**What to work on:**
Could you lay out every line of the listing below as a Markdown table, with a Line column for the row number and a Text column for the line itself, skipping any blank lines?
───── Information supplied
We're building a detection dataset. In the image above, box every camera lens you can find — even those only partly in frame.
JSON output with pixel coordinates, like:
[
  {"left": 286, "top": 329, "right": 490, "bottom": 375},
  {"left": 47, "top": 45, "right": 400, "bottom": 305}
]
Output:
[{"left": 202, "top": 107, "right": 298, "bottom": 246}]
──────────
**Correct answer:**
| Line | Text |
|---|---|
| 1 | We're building a detection dataset. In the image above, box every camera lens you can find — even those only partly in frame. |
| 2 | JSON output with pixel coordinates, like: |
| 3 | [ |
| 4 |   {"left": 286, "top": 329, "right": 490, "bottom": 375}, |
| 5 |   {"left": 47, "top": 45, "right": 400, "bottom": 305} |
| 6 | ] |
| 7 | Output: |
| 8 | [{"left": 202, "top": 107, "right": 298, "bottom": 246}] |